=== Data to process ===

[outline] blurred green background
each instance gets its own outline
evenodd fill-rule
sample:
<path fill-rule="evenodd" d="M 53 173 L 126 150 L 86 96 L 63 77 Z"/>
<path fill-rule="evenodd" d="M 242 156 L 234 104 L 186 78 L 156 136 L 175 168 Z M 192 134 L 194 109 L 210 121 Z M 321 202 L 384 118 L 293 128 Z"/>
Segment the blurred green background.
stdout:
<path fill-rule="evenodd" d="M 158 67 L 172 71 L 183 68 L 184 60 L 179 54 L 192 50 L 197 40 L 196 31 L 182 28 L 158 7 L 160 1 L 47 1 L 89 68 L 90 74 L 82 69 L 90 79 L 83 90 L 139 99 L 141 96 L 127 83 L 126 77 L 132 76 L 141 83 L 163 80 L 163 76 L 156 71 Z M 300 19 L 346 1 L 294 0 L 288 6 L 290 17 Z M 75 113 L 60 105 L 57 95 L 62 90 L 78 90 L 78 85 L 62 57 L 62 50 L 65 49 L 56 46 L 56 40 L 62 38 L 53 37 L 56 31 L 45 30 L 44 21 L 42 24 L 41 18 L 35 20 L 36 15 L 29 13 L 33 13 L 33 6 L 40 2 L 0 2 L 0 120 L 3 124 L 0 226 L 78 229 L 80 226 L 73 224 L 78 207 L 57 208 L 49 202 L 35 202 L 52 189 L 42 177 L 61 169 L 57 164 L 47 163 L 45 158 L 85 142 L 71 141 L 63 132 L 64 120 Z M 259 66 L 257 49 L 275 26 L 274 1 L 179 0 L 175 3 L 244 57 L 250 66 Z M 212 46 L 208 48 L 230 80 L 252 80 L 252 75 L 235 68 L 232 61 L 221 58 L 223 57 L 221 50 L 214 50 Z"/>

===

Stated goal
Transcribe every line of the records above, character for character, without changing anything.

Exercise result
[outline] blurred green background
each instance gets its own outline
evenodd fill-rule
sample:
<path fill-rule="evenodd" d="M 53 173 L 126 150 L 86 96 L 63 77 Z"/>
<path fill-rule="evenodd" d="M 242 156 L 234 104 L 186 78 L 156 136 L 175 168 Z M 192 134 L 194 109 L 210 121 Z M 321 202 L 384 118 L 293 128 Z"/>
Segment the blurred green background.
stdout:
<path fill-rule="evenodd" d="M 158 67 L 172 71 L 183 68 L 184 60 L 179 54 L 192 50 L 197 40 L 196 31 L 182 28 L 158 7 L 160 1 L 47 1 L 89 68 L 90 74 L 82 69 L 90 79 L 83 90 L 139 99 L 141 96 L 127 83 L 126 77 L 132 76 L 141 83 L 163 80 L 163 76 L 156 71 Z M 300 19 L 346 1 L 294 0 L 288 6 L 290 17 Z M 75 113 L 60 105 L 57 95 L 62 90 L 78 90 L 78 85 L 62 57 L 62 50 L 65 49 L 56 46 L 56 40 L 62 38 L 53 37 L 56 31 L 45 30 L 44 21 L 42 24 L 41 18 L 35 20 L 36 15 L 29 13 L 33 13 L 33 6 L 40 2 L 0 2 L 0 120 L 3 124 L 0 226 L 78 229 L 80 226 L 73 224 L 78 207 L 57 208 L 49 202 L 35 202 L 52 189 L 42 177 L 61 169 L 57 164 L 47 163 L 45 158 L 85 142 L 71 141 L 63 132 L 64 120 Z M 259 66 L 257 49 L 275 26 L 274 1 L 179 0 L 175 3 L 244 57 L 250 66 Z M 212 46 L 208 48 L 230 80 L 252 80 L 252 75 L 235 68 L 232 61 L 221 58 L 223 57 L 221 50 L 214 50 Z"/>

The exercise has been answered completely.